Monday, July 4, 2011

THE KING AND I

 

My daily exercise regimen consists of a couple of hours of brisk walk in the evenings. Most days I walk alone along the rural by-lanes of semi-urban Adichira, near Kottayam. This is also the time for reflection and reminiscence. Often I ruminate on my time and life in Africa.

I left for Zambia with my family in 1979. As the Zambian economy went from bad to worse, my wife and I managed to get jobs in South Africa and moved there in 1984. We were both posted to Dimani Secondary School in Thohoyandou, the capital of the ‘Republic of Venda’.

A brief outline of South African history might be useful to a better understanding of what follows. Before the arrival of white man, Africans lived in tribal groups under different kings. In Southern Africa there lived tribes such as Zulu, Venda, Khosa, Shangaan, Kwa Ndebele etc. Each major tribe was ruled by a king with the help of chiefs who lorded over the clans under them. Fights and wars were common between tribes. The conquering tribe would kill all the men and take away the women and children and make them wives and slaves.

Zulu king Goodwill Zwelithini kaBhekuzulu

In 1652, Jan Van Riebeeck, an employ of Dutch East India Company, came to Cape Town and established a settlement there. On realising that the country was good for farming, more people migrated from Europe. In the course of the next 200 years the whites managed to grab the more fertile lands of the region using their monopoly of guns and exploiting the jealousy and rivalry among tribal kings.

image

With the country under their control, the white rulers brought in the idea of ‘separate development’ known as apartheid. The local blacks were forcefully herded, according to tribal affiliation, into large tribal enclaves called homelands that were arid and fit only for cattle farming. Later, some of these homelands were declared ‘independent countries’ and others ‘self-governing territories’. Thus, there came into existence four ‘independent’ countries, Venda, Ciskei, Transkei and Bophuthatswana, all recognised as ‘Republics’ by South Africa and Rhodesia (current Zimbabwe), but none else in the rest of the world. All these ‘countries’ had their own Presidents, ministers, parliaments, passports, postal stamps etc.

Venda snake dance

The President of the ‘Republic of Venda’ was Patrick Ramaano Mphephu, formerly the king and Paramount Chief (Chief of chiefs) of the Venda tribe. His official residence, the parliament, and the various ministries were all a stone throw away from where we lived in Thohoyandou. However, he normally stayed in a large housing complex about 30km away in Makhado which was the capital of his original ‘kingdom’.

Khosi Patrick Ramaano Mphephu (1926-1988)

President Patrick Ramaano Mphephu of Venda

A few houses further down the road, there lived an eccentric old man, Mr Maniatshe, with whom I became quite friendly. A very intelligent man, he was a friend of the President. His small yard was full of banana plants. From morning till night he would be transplanting banana saplings into any space available. So much so, his yard looked like a banana forest! Six months after I started living there, Maniatshe came to my house early one morning. He told me that the tradition of the tribe dictated that all new comers to the area should visit the President (in effect their king) with some suitable gifts. This had two purposes: one, to pay your respects and acknowledge him as your king and two, to request his protection.

▶ **Given information**
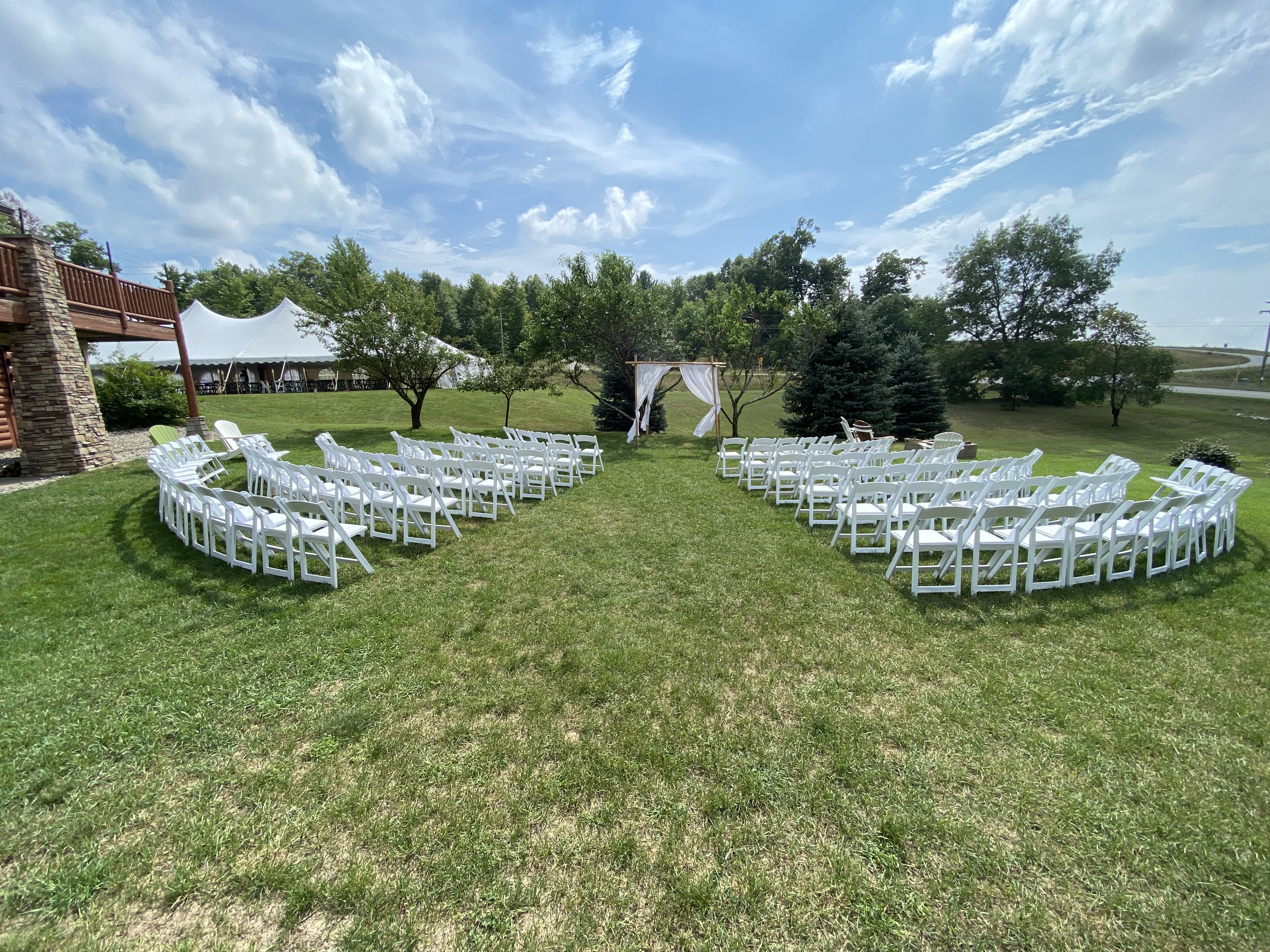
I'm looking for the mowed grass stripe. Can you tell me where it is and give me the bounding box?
[0,395,1270,948]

▶ **Directions**
**1)** In the Venda post, who was the President of the "Republic of Venda"?
**2)** Summarize the Venda post in two sentences.
**3)** From the Venda post, print the passage starting with "Venda snake dance" and going on through "his original ‘kingdom’.".

▶ **Responses for each task**
**1)** Patrick Ramaano Mphephu, formerly the king and Paramount Chief of the Venda tribe.

**2)** After leaving Zambia, the author and spouse took jobs in South Africa in 1984 at Dimani Secondary School in Thohoyandou, capital of the "Republic of Venda," one of four apartheid homelands recognized as independent only by South Africa and Rhodesia. The post traces how whites seized the fertile land, introduces Venda's President Patrick Ramaano Mphephu, a former king, and recounts how a neighbor, Mr Maniatshe, explained that tribal tradition required newcomers to visit the President with gifts.

**3)**
Venda snake dance

The President of the ‘Republic of Venda’ was Patrick Ramaano Mphephu, formerly the king and Paramount Chief (Chief of chiefs) of the Venda tribe. His official residence, the parliament, and the various ministries were all a stone throw away from where we lived in Thohoyandou. However, he normally stayed in a large housing complex about 30km away in Makhado which was the capital of his original ‘kingdom’.